>> Start Passage given

For responsive user interfaces, stream the model's response token-by-token using Server-Sent Events.
// Enable streaming via SSE
Ollama.OnHTTPAPISSE := OnSSEEvent;
Ollama._CreateMessageStream('llama3',
'Write a short poem about Delphi programming.');
procedure TForm1.OnSSEEvent(Sender: TObject;
const aEvent, aData: string; var Cancel: Boolean);
begin
// aData: JSON payload with generated content
Memo1.Lines.Add(aData);
end;
For full control over request parameters — temperature, top-p, stop sequences, max tokens — use the typed request and response classes.
var
oRequest: TsgcOllamaClass_Request_ChatCompletion;
oMessage: TsgcOllamaClass_Request_Message;
oResponse: TsgcOllamaClass_Response_ChatCompletion;
begin
oRequest := TsgcOllamaClass_Request_ChatCompletion.Create;
Try
oRequest.Model := 'llama3';
oRequest.MaxTokens := 2048;
oRequest.Temperature := 0.7;
oMessage := TsgcOllamaClass_Request_Message.Create;
oMessage.Role := 'user';
oMessage.Content := 'Explain quantum computing in simple terms.';
oRequest.Messages.Add(oMessage);
oResponse := Ollama.CreateMessage(oRequest);
Try
if Length(oResponse.Choices) > 0 then
ShowMessage(oResponse.Choices[0].MessageContent);
Finally
oResponse.Free;
End;
Finally
oRequest.Free;
End;
end;
Manage your entire local model library from Delphi code. Pull new models, inspect their details, list available tags, and delete models you no longer need — all programmatically.

>> End Passage given
>> Start Extracted data

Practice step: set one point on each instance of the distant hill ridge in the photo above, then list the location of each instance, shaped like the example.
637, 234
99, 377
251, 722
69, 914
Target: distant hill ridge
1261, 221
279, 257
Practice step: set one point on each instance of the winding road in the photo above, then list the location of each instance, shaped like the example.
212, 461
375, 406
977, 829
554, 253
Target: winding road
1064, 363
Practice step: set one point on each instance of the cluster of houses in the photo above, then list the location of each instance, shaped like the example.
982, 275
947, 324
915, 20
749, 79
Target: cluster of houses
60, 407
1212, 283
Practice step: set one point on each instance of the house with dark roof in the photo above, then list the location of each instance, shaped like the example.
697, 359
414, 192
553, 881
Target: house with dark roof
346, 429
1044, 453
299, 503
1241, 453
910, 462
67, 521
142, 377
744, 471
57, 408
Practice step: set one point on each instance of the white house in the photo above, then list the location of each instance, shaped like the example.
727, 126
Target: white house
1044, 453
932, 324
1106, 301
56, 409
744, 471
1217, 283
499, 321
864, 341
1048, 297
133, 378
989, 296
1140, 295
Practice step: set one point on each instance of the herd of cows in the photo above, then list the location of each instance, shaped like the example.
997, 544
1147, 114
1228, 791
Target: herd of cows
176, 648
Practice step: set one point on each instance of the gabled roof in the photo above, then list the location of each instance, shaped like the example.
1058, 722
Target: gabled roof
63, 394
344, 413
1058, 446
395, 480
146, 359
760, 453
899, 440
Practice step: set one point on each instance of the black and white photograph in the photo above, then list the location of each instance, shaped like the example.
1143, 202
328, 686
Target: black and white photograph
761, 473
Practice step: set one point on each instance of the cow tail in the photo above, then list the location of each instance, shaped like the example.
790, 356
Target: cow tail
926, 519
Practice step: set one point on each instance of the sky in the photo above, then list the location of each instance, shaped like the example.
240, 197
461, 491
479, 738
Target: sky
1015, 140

>> End Extracted data

• [Instructions to follow]:
Answer these questions about the Ollama Delphi passage:
(a) What does the passage say to use to stream the model's response token-by-token?
(b) What value is MaxTokens set to in the typed request?
(c) What four things does the passage say you can do with your local model library?
The listing has no role in this exercise.

• [Finished answer]:
(a) Server-Sent Events (SSE).
(b) 2048.
(c) Pull new models, inspect their details, list available tags, and delete models you no longer need.